---------- Records for this exercise
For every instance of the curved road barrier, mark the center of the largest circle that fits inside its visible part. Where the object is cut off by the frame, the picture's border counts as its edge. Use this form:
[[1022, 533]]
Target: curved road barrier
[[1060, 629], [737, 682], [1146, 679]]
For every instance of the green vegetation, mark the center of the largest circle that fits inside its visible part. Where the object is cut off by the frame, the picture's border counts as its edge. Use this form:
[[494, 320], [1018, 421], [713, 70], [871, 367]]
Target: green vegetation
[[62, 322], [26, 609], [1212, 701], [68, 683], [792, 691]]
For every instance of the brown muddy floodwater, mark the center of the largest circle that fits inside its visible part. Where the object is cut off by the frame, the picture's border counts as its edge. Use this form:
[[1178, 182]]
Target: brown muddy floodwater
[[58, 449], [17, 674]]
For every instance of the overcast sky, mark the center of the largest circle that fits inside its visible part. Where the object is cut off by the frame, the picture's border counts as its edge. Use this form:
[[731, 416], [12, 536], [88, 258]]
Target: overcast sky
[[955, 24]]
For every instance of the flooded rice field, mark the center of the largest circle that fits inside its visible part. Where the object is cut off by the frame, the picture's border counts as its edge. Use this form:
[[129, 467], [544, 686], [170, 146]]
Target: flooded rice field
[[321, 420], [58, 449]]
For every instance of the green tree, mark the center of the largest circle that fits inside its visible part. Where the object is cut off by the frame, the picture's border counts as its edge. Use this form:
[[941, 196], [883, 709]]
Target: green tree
--------------------
▸ **Aim**: Reproduce the entire listing above without altering a single character, keeping every line in its original order.

▸ **Answer**:
For every instance of the curved road barrier, mark the center of the largest circle that fits inside its visible part. Where the object is cut off by the frame, the picture's border counts as its edge. Use this form:
[[1022, 533]]
Target: curved road barrier
[[1060, 629], [737, 682], [1146, 679]]
For every instance of the green vegetation, mark the center of the largest circle that fits inside its visible part. Where the object is cut off by the frame, the picture's border counts as its edge. Use this form:
[[494, 320], [1018, 421], [713, 70], [871, 367]]
Target: green vegetation
[[62, 322], [26, 609], [1212, 701], [68, 683], [792, 691]]
For every instance of the brown muddy floodwater, mark the center of the largest circle that fits inside its visible part. Where the object is cut off by the frame, the picture's border counts as its edge. Use this form:
[[1178, 182]]
Target: brown muddy floodwater
[[58, 449], [17, 674]]
For every instance of the overcast sky, mark the center of the largest circle that fits inside its visible part. Where the object is cut off by the frame, the picture's border counts as its edge. Use this form:
[[731, 416], [12, 536], [88, 258]]
Target: overcast sky
[[955, 24]]
For every instance of the flooded rice field, mark the center of the largest circle that fits inside its visible part. Where the object is cut off by the frame, the picture's border counts as its edge. Use this form:
[[129, 467], [544, 686], [170, 146]]
Target: flooded rice field
[[321, 420], [58, 449]]
For every instance of the green tree, mark the center of the largest circle that fits inside its visible part. Where the object is cut off by the frame, the picture's border counts as its edge. Use this form:
[[941, 196], [883, 709]]
Target: green tree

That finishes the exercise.